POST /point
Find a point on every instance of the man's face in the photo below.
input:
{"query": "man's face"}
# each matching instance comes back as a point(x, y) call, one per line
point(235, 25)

***

▶ **Stated goal**: Can you reproduce the lines above word for word, with nothing added or left out?

▶ **Result for this exercise**:
POST /point
Find a point on every instance of the man's face in the photo below.
input:
{"query": "man's face"}
# each matching instance comes back as a point(x, y) call, one per line
point(235, 25)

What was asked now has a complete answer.